## Text excerpt

Today we continue our trek up to the highest point in the Inca Trail, reaching the mountain pass of Abra Warmihuañusca (4200m/13776ft). Immediately after the pass, we descend into the Pacaymayo valley (3600m/11808ft), from which we then continue to climb to the second pass, the Abra Runkurakay (3970m/13022ft), stopping halfway to visit the very impressive archaeological complex Runkurakay. This site, located at 3800m/12464ft, consists of a small oval structure that is believed to have served the purpose of a watchtower. After going over the pass, we descend towards Yanacocha (Black Lagoon) and enter the cloud forest to finally arrive at Sayacmarca (3624m/11887ft). This is a beautiful complex made up of a semicircular construction. Only 20 minutes away is Chaquicocha – 3400m (dry lake in Quechua), where we will camp.


After breakfast we have an easy climb, to arrive at the third pass, the Abra de Phuyupatamarca (3700m/12136ft). Phuyupatamarca is one of the most complete and best-preserved archaeological complexes along the Inca Trail to Machupicchu, and is located on the highest point of a mountain. From here we also have impressive views of the Urubamba River valley. We descend by stone to Wiñaywayna (2650m/8692ft). At this campsite we will find a lodge with a restaurant, bar and bathrooms with hot showers. Wiñaywayna is an impressive complex made up of an agricultural center with numerous terraces, a religious sector and an urban sector.


On this last day we get up at 4.00 am to leave Wiñaywayna at approx. 5.00 am and climb to the Intipunku, or the Sun Gate. This will take an hour of hiking along a trail of flat stones on the edges of cliffs in highland jungle. From this fabulous spot, we may see the sunrise over Machu Picchu. From Intipunku we descend into Machupicchu, and 40 minutes later we enter it. We then descend to the control point where we register ourselves and leave our backpacks. We immediately begin a complete guided tour Machu Picchu that will take approximately two hours.

After your tour you can further explore the ruins by yourself or climb Huayna (Wayna) Picchu. You need to buy the Huayna Picchu entry separately. Also try to fit in a visit to the Temple of the Moon or Uyna Huayna Picchu while visiting Huayna Picchu.

Normally, during high season those people who climb Huayna picchu spend a extra day at the ruins just to get in the queue for the mountain and then spend a good amount of time on this classic mountain. If you don't get to do Huayna Picchu, other options are Inti Punku, Inca bridge, Machu Picchu mountain. We return to Cusco in the afternoon by the backpacker train (leaves either at 2.30pm or 6.00pm) and are met by a driver at Ollantaytambo who will transfer you directly back to your hotel. You will arrive in Cusco approximately 4 hours after your train's departure from Aguas Calientes.

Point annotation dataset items

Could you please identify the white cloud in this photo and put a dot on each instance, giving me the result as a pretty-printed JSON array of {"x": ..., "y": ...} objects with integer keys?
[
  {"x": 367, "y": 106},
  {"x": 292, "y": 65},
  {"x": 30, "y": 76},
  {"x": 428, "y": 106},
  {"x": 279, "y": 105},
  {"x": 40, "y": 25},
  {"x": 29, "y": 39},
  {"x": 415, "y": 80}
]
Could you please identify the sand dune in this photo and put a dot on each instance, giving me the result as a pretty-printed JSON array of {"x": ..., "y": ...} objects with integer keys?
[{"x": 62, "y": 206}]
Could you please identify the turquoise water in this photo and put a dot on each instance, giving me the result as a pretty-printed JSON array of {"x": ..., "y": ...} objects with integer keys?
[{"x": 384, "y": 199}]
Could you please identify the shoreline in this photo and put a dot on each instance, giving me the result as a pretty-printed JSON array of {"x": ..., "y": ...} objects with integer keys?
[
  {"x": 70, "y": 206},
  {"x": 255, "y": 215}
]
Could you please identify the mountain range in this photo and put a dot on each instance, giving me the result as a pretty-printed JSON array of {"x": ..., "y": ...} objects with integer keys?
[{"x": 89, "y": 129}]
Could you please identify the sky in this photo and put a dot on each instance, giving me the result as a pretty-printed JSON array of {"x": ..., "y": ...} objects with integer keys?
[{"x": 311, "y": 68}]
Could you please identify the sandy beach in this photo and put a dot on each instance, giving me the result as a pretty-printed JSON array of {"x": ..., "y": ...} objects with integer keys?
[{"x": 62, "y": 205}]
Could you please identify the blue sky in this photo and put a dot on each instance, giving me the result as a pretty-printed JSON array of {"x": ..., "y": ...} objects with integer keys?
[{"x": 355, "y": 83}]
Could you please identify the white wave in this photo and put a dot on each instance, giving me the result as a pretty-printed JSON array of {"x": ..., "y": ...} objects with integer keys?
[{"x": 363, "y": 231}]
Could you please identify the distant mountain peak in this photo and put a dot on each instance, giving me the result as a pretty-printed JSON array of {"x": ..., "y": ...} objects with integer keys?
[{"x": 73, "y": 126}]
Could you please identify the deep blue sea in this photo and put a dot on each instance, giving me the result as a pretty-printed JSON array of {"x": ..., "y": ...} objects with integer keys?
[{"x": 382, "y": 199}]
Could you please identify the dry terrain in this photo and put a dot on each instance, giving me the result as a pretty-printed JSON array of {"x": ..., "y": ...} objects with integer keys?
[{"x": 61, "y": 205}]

## What you will do
• A. Answer these from the Inca Trail itinerary:
(i) What is the elevation of the Abra Warmihuañusca pass?
(ii) What does the lodge at the Wiñaywayna campsite have?
(iii) At what times does the backpacker train leave?
• B. Copy the part of the Inca Trail itinerary between "On this last" and "visiting Huayna Picchu.", inclusive, but replace "Sun Gate" with "Gate of the Sun".
These items come from a separate source.

## The results
• A.
(i) 4200m/13776ft
(ii) A restaurant, a bar and bathrooms with hot showers
(iii) Either at 2.30pm or at 6.00pm

• B.
On this last day we get up at 4.00 am to leave Wiñaywayna at approx. 5.00 am and climb to the Intipunku, or the Gate of the Sun. This will take an hour of hiking along a trail of flat stones on the edges of cliffs in highland jungle. From this fabulous spot, we may see the sunrise over Machu Picchu. From Intipunku we descend into Machupicchu, and 40 minutes later we enter it. We then descend to the control point where we register ourselves and leave our backpacks. We immediately begin a complete guided tour Machu Picchu that will take approximately two hours.

After your tour you can further explore the ruins by yourself or climb Huayna (Wayna) Picchu. You need to buy the Huayna Picchu entry separately. Also try to fit in a visit to the Temple of the Moon or Uyna Huayna Picchu while visiting Huayna Picchu.